Convolution and Max-Pooling Layers
Here, we have decided to use three convolutional-layers of different filter_sizes which decides the number words the filters slide-over. The chosen filter-sizes are 3,4 and 5. Each layer will will take embeddings as input independently and generate tensors of different shapes. The results of all the convolution-layer will be concatenated into a big feature-vector as described in the code.
# Create a convolution + maxpool layer for each filter size
pooled_outputs = []
for i, filter_size in enumerate(filter_sizes):
with tf.name_scope("conv-maxpool-%s" % filter_size):
# Convolution Layer
filter_shape = [filter_size, embedding_size, 1, num_filters]
W = tf.Variable(tf.truncated_normal(filter_shape, stddev=0.1), name="W")
b = tf.Variable(tf.constant(0.1, shape=[num_filters]), name="b")
conv = tf.nn.conv2d(
self.embedded_chars_expanded,
W,
strides=[1, 1, 1, 1],
padding="VALID",
name="conv")
# Apply nonlinearity
h = tf.nn.relu(tf.nn.bias_add(conv, b), name="relu")
# Maxpooling over the outputs
pooled = tf.nn.max_pool(
h,
ksize=[1, sequence_length - filter_size + 1, 1, 1],
strides=[1, 1, 1, 1],
padding='VALID',
name="pool")
pooled_outputs.append(pooled)
# Combine all the pooled features
num_filters_total = num_filters * len(filter_sizes)
self.h_pool = tf.concat(pooled_outputs, 3)
self.h_pool_flat = tf.reshape(self.h_pool, [-1, num_filters_total])
Here, W represents the filter weight-matrix of size (filter_size, 128, 1, 128) constructed separately for each filter-size \[3,4,5\]. 'h' is the result of ReLU, applying nonliearity to the convolution output. 'VALID' padding means that we slide the filter over our sentence without padding the edges and generating output of shape \[None(batch=64), (sequence_length - filter_size + 1)=(54,53 or 52), 1, 1\] for each num_filters=128 channels. After the follow-up max-pooling operation, all the ReLUed output became of shape \[batch_size=64, 1, 1, num_filters=128\]. These are the feature vectors which combined to generate a single log-feature tensor of size \[batch_size=64, num_filters_total=3*128=384\]. All the convolution-layers operations can be visualized on the TensorBoard as "tensorboard --logdir runs/1583250809/summaries/".

## MATERIAL FOR THIS TASK
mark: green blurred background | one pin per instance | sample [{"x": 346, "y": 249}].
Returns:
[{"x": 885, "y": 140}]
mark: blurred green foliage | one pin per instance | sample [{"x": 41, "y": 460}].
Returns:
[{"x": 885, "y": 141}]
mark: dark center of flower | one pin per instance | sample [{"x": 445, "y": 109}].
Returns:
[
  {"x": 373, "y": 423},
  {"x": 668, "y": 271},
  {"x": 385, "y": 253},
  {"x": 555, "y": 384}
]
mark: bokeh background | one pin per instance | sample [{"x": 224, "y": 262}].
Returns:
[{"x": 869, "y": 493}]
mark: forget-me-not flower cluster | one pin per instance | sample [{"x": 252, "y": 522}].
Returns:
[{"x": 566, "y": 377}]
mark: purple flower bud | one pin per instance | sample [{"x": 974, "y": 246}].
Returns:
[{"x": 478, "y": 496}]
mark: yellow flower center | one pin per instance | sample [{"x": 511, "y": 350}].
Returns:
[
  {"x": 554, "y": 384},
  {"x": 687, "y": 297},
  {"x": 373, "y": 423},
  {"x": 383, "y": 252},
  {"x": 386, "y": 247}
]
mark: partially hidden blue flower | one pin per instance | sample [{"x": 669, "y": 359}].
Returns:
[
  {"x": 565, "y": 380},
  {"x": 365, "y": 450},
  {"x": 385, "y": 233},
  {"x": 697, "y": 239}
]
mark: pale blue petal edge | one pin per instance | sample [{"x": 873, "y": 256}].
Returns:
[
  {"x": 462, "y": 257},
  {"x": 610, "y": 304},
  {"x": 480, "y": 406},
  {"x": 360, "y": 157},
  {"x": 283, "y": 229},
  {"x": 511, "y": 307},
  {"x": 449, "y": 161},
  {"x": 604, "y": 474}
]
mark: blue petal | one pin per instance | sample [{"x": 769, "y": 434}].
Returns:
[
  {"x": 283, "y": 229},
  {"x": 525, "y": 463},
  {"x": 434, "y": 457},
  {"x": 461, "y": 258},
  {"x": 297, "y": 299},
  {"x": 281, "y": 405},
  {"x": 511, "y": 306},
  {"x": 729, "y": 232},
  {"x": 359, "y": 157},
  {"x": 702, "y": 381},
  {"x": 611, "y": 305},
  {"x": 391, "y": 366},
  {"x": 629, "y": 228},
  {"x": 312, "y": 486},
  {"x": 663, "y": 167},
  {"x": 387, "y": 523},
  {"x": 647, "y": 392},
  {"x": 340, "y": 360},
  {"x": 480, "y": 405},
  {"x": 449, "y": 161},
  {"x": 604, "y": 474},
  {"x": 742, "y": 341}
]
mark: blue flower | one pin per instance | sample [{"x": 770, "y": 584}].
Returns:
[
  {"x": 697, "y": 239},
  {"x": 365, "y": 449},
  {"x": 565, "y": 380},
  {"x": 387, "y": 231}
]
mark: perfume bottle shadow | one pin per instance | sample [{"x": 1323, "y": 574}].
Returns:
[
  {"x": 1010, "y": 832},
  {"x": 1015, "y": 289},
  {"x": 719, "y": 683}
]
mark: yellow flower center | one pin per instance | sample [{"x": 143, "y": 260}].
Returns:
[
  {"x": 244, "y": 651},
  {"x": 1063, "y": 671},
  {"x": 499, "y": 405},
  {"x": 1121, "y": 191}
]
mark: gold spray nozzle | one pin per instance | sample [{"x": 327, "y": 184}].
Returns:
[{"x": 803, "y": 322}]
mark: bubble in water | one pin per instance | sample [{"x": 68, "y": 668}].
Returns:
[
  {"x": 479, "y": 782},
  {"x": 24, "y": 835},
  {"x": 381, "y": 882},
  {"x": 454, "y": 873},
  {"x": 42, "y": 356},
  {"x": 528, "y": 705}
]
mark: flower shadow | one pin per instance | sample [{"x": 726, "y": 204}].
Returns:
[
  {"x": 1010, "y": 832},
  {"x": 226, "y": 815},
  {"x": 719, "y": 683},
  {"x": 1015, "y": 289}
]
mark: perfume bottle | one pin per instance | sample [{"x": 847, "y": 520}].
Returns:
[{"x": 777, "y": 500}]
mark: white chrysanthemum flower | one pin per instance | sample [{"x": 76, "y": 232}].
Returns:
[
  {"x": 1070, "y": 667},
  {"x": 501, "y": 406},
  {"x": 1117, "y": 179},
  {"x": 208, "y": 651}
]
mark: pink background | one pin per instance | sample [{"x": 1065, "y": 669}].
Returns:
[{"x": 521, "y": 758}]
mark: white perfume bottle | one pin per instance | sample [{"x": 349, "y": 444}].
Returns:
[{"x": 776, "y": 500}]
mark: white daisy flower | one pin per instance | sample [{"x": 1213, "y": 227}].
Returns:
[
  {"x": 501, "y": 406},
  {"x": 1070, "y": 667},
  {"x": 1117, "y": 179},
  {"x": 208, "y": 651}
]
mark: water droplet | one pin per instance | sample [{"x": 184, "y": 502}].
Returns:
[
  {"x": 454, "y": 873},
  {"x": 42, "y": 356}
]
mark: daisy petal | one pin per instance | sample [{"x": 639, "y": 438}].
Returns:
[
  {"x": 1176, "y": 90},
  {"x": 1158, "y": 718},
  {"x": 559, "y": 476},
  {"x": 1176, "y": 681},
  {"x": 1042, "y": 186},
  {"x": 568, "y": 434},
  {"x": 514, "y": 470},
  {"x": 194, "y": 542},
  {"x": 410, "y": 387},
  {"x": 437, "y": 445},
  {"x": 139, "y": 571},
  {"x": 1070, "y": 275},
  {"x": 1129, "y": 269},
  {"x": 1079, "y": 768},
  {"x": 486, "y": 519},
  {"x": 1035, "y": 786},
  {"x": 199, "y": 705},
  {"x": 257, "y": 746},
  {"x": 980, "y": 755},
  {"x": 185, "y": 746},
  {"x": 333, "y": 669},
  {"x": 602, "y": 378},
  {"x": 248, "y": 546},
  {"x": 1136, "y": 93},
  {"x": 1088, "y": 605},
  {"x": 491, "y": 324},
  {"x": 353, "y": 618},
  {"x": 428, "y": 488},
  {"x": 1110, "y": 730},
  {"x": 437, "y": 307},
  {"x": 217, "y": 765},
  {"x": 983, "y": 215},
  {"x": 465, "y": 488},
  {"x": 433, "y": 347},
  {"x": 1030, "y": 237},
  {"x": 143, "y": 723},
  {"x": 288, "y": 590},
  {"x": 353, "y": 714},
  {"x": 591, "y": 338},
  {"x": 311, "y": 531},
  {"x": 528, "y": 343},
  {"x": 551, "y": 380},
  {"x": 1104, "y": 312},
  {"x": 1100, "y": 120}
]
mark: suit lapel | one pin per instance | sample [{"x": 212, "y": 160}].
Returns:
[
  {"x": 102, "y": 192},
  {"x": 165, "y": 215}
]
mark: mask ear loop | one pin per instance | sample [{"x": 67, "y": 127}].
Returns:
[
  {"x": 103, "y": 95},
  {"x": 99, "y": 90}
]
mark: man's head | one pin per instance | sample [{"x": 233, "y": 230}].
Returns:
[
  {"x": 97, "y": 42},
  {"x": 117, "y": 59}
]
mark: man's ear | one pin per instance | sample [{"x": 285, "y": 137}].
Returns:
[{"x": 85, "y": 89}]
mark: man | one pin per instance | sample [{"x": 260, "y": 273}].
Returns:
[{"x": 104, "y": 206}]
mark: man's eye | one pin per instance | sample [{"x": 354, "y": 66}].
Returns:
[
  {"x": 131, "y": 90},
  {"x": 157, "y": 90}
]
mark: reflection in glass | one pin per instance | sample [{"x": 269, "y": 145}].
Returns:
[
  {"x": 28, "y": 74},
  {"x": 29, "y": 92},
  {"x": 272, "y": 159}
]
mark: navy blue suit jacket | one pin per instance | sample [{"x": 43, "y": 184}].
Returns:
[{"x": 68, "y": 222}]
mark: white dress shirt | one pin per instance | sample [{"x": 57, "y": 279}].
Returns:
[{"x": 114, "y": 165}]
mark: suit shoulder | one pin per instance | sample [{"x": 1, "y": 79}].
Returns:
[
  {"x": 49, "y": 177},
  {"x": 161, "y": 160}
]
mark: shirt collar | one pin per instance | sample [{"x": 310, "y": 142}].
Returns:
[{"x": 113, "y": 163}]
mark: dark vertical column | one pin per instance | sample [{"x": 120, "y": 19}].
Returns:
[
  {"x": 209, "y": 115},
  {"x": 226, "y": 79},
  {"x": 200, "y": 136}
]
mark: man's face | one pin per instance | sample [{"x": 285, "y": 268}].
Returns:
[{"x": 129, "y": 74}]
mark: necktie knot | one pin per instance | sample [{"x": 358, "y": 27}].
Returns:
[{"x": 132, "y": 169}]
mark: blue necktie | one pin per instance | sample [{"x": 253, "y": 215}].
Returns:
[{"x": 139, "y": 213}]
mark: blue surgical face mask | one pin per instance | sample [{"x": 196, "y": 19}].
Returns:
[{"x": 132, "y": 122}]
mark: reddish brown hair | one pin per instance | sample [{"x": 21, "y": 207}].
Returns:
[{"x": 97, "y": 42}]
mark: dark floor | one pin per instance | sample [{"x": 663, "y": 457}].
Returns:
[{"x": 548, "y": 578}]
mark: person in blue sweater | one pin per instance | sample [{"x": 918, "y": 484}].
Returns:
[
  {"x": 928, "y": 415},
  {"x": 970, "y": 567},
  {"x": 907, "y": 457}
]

## REQUIREMENTS
(a) In the part of the listing that opens with the line containing "mark: person in" and runs to the end of the listing, substitute "navy sweater" for "blue sweater", leaving everything else unchanged, and give back only those lines.
(b) Write the next part of the passage on convolution and max-pooling layers, starting after its final sentence.
The listing has no connection to the passage on convolution and max-pooling layers.

## RESULTS
(a)
mark: person in navy sweater | one pin per instance | sample [{"x": 918, "y": 484}].
Returns:
[
  {"x": 928, "y": 415},
  {"x": 970, "y": 567},
  {"x": 907, "y": 457}
]

(b)
Dropout Layer
Dropout task is to regularize the CNN-learning. A dropout layer stochastically disables some of the neurons which avoid neurons from co-adapting and forces them to be trained indicidually the useful features. The fraction is decided here by the dropout_keep_prob given at the initialisation which is set to 0.5, means 50% of neurons set to zero in a batch.
# Add dropout
with tf.name_scope("dropout"):
self.h_drop = tf.nn.dropout(self.h_pool_flat, self.dropout_keep_prob)
Scores and Predictions
After applying the dropout operation, the long-feature vector(?(64),384) can easily be classified just by multiplying the weight 'W' and adding bias 'b' selecting the highest score. It is done by applying the softmax operation on the raw score.
# Final (unnormalized) scores and predictions
with tf.name_scope("output"):
W = tf.get_variable(
"W",
shape=[num_filters_total, num_classes],
initializer=tf.contrib.layers.xavier_initializer())
b = tf.Variable(tf.constant(0.1, shape=[num_classes]), name="b")
l2_loss += tf.nn.l2_loss(W)
l2_loss += tf.nn.l2_loss(b)
self.scores = tf.nn.xw_plus_b(self.h_drop, W, b, name="scores")
self.predictions = tf.argmax(self.scores, 1, name="predictions")
Here, tf.nn.xw_plus_b is a convenience wrapper to perform the $$Wx + b$$ matrix multiplication.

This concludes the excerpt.